Rows from a pointing dataset:
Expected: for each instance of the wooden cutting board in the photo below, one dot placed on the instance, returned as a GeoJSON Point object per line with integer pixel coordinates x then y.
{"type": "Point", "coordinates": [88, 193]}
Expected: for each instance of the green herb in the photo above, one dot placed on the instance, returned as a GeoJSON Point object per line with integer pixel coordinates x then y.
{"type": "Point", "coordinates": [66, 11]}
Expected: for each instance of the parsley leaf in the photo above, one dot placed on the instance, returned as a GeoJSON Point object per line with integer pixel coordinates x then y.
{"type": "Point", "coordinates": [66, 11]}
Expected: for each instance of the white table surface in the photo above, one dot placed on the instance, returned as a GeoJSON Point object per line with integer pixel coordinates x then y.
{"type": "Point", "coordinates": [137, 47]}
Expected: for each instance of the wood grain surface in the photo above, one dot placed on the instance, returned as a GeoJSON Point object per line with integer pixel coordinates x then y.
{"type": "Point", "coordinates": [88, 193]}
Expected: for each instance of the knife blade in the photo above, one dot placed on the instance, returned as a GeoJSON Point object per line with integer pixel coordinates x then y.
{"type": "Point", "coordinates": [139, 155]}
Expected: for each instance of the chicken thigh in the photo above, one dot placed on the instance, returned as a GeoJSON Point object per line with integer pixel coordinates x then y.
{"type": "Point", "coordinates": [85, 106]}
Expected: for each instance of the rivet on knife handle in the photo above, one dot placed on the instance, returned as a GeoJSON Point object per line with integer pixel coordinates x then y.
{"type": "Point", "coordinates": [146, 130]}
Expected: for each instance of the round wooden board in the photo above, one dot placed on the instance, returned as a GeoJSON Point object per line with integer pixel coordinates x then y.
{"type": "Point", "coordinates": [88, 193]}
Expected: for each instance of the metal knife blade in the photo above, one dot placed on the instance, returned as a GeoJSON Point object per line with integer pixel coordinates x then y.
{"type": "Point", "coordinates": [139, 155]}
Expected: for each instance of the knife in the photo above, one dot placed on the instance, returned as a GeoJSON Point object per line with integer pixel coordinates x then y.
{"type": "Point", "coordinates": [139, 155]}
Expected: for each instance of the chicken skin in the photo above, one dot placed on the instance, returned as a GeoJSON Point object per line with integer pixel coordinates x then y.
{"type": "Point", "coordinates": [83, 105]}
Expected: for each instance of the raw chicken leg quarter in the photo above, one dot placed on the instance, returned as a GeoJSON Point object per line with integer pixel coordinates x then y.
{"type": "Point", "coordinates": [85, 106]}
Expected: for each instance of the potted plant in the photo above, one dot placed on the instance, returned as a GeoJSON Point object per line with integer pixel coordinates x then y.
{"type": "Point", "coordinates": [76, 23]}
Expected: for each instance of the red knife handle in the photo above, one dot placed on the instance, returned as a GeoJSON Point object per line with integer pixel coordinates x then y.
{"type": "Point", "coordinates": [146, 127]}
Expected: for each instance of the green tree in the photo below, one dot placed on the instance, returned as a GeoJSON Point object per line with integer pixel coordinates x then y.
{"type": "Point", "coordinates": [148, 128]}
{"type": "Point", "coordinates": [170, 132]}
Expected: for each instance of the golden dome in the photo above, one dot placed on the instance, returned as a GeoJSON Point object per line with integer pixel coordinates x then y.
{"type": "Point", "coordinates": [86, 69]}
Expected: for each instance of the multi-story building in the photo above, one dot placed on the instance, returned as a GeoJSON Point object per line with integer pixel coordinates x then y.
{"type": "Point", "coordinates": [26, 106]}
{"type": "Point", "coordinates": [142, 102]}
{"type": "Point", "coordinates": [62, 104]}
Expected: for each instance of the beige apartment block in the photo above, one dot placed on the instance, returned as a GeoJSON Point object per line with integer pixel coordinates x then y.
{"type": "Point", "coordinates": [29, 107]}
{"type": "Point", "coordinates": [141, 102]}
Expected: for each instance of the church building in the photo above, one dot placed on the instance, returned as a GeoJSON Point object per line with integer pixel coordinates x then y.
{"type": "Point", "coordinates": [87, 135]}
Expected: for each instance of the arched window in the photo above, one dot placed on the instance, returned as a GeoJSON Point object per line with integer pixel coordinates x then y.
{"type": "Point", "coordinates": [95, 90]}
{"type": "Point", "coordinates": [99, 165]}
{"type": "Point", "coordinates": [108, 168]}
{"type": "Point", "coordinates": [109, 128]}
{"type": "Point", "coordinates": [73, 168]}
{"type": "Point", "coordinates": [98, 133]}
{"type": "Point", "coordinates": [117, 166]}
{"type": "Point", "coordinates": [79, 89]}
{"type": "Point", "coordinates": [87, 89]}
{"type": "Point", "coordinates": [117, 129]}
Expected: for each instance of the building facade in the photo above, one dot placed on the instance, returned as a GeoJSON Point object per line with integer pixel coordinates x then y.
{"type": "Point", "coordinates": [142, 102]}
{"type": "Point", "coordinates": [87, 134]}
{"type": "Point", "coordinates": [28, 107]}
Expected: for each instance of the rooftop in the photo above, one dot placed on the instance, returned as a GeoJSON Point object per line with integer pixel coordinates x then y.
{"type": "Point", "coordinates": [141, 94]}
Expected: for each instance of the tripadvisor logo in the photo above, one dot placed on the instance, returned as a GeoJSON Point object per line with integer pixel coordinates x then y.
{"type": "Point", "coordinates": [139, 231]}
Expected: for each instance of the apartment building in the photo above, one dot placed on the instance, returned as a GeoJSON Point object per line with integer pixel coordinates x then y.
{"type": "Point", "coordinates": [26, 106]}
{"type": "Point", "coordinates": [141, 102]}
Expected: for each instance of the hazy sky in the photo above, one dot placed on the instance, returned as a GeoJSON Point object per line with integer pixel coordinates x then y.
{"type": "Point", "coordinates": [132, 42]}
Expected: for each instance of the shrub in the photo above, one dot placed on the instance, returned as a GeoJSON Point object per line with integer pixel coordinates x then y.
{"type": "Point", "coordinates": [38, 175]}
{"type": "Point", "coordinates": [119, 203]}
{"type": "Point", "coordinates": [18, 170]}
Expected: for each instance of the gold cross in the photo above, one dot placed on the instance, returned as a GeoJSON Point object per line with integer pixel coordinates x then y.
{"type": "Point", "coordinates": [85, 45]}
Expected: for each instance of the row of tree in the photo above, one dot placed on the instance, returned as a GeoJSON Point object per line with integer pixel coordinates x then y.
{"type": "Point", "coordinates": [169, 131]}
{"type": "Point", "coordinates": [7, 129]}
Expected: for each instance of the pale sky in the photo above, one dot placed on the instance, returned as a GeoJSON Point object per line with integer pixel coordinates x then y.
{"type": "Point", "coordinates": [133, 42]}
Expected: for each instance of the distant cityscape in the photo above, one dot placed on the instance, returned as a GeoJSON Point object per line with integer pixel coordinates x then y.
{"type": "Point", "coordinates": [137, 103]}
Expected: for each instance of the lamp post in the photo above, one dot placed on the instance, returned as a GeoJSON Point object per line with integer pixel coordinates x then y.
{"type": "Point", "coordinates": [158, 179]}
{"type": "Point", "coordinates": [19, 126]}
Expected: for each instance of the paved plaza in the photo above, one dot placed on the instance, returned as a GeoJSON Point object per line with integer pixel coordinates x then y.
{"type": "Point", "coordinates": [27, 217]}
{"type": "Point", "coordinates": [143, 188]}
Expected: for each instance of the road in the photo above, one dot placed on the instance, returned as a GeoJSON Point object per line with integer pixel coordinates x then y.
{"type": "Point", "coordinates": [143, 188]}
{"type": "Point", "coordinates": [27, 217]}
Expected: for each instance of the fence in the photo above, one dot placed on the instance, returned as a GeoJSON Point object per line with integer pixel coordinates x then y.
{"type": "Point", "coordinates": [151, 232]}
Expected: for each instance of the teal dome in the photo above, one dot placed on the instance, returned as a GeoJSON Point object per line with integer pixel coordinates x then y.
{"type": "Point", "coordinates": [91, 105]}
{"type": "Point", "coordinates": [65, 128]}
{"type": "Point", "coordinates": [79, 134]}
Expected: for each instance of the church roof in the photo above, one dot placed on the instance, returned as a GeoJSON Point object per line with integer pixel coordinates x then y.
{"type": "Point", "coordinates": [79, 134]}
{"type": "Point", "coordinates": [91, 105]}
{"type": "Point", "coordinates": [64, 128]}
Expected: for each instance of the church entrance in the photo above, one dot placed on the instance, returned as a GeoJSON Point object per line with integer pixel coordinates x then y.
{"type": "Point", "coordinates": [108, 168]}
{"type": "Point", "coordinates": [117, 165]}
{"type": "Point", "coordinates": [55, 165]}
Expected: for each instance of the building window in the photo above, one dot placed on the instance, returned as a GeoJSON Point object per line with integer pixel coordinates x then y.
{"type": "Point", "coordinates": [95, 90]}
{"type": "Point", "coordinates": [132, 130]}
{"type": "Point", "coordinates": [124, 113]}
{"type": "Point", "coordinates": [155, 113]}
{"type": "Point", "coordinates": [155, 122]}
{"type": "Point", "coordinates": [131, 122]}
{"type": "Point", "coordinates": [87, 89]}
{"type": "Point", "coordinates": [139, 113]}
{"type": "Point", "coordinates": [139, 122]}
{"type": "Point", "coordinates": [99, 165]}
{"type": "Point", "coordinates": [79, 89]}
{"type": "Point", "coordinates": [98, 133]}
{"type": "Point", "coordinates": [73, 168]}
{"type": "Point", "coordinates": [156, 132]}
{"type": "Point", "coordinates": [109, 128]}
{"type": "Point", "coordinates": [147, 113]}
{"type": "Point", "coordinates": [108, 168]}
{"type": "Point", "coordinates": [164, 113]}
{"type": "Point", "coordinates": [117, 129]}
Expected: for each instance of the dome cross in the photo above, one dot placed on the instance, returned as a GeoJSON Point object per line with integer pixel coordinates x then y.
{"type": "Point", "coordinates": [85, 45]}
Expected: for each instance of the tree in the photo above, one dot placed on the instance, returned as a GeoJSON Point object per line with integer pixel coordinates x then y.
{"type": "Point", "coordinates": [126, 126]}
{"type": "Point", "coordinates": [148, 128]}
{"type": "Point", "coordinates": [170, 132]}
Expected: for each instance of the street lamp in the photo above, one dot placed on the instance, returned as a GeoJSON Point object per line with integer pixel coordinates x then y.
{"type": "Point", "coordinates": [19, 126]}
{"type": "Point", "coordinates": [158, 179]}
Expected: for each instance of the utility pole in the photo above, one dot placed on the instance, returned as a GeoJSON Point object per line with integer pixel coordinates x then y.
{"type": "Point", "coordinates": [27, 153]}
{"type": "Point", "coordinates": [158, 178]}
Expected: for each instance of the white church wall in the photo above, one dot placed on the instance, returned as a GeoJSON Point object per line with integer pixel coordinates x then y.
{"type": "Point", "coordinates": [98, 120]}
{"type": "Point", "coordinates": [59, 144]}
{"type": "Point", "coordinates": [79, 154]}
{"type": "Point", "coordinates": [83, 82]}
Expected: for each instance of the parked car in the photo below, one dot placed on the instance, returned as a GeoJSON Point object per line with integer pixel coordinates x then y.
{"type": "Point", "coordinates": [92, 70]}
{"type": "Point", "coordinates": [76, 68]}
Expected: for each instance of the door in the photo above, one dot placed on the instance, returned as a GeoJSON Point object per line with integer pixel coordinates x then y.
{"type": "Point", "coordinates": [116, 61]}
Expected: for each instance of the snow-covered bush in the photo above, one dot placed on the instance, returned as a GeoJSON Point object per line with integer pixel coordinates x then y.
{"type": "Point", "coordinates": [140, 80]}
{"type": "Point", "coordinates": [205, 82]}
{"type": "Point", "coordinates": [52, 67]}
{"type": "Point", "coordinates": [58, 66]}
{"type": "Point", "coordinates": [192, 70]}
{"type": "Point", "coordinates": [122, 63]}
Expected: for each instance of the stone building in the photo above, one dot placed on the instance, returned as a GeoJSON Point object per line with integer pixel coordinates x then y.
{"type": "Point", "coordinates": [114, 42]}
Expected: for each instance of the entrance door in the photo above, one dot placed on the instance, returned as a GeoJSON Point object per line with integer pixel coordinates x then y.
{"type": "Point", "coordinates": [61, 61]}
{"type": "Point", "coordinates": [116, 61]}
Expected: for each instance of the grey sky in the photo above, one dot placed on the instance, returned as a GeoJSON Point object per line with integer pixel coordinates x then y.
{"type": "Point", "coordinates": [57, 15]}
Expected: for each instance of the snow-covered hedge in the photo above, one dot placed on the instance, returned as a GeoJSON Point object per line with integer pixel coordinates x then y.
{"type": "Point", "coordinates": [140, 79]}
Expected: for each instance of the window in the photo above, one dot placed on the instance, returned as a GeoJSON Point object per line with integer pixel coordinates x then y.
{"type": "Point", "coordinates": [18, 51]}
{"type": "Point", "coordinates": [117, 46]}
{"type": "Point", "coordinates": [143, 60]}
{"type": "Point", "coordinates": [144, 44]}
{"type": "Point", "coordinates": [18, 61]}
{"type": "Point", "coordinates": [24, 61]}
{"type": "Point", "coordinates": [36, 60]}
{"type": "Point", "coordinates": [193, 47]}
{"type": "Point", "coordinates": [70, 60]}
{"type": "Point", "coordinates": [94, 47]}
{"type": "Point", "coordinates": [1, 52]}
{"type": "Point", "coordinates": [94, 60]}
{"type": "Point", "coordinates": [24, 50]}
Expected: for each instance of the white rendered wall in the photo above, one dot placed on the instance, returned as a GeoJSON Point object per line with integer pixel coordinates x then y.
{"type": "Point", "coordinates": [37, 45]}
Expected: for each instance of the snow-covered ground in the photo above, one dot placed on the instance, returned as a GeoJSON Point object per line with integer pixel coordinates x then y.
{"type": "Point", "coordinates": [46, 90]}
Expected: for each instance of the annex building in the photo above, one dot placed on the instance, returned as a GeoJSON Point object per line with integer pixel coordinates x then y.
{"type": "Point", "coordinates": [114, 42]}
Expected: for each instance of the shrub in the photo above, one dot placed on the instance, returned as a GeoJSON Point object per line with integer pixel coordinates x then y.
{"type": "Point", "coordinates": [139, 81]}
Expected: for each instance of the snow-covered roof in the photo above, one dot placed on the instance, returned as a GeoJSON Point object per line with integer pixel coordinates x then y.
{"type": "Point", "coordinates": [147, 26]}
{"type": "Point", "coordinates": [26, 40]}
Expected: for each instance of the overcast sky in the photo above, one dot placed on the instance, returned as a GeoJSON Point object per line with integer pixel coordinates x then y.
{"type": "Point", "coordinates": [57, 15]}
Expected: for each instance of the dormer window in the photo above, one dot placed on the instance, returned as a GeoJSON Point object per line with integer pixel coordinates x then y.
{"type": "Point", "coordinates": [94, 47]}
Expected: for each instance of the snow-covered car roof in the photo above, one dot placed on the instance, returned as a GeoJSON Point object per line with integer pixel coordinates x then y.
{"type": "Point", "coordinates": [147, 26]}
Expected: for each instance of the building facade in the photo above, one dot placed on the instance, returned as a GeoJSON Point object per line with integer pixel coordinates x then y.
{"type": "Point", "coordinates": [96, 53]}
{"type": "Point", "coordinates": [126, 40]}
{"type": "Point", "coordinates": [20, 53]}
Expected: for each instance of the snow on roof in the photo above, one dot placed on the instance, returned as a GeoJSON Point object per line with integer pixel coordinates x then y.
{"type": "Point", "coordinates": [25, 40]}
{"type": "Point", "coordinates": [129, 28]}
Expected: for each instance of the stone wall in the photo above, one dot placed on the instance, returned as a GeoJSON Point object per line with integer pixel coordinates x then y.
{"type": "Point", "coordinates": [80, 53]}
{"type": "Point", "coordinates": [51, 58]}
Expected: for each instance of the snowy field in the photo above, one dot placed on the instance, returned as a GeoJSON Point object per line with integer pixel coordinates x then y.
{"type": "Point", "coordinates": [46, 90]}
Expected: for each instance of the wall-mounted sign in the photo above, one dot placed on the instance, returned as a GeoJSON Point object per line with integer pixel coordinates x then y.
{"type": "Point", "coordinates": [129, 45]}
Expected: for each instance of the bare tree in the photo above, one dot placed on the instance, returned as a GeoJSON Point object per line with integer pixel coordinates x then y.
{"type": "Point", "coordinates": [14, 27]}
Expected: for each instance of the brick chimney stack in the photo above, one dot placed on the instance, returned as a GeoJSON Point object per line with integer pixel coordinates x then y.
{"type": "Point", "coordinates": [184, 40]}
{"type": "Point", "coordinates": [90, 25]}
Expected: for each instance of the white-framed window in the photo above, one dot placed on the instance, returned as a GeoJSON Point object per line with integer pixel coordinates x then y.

### Your goal
Extract, exactly, the lines above that begin at the line containing "Expected: for each instance of the snow on" and end at the final line of the records; add no other text.

### Task answer
Expected: for each instance of the snow on roof in the photo above, one dot placed on the instance, returned as a GeoJSON Point object per line with integer pixel coordinates x then y.
{"type": "Point", "coordinates": [25, 40]}
{"type": "Point", "coordinates": [129, 28]}
Expected: for each instance of the stone wall in the photo above, one dot placed on the instance, returned as a GeoJSON Point object per line with integer pixel coordinates x then y.
{"type": "Point", "coordinates": [80, 53]}
{"type": "Point", "coordinates": [51, 58]}
Expected: for each instance of the snowy field in the photo above, one dot placed on the instance, returned as a GeoJSON Point object per line with integer pixel coordinates x then y.
{"type": "Point", "coordinates": [46, 90]}
Expected: for each instance of the wall-mounted sign in the photo above, one dot placed on the instance, returned as a GeoJSON Point object per line with integer pixel coordinates x then y.
{"type": "Point", "coordinates": [129, 45]}
Expected: for each instance of the bare tree in the photo above, one dot placed on the instance, returned as a GeoJSON Point object per line with integer pixel coordinates x then y.
{"type": "Point", "coordinates": [14, 27]}
Expected: for each instance of the brick chimney stack in the photo above, one dot placed on the instance, returned as a GeoJSON Point object per line with integer pixel coordinates x then y.
{"type": "Point", "coordinates": [184, 40]}
{"type": "Point", "coordinates": [90, 25]}
Expected: for each instance of the white-framed window in the photo above, one dot placed on the instance, returned as a GeoJSON Point object per line with integer pixel coordinates x then y.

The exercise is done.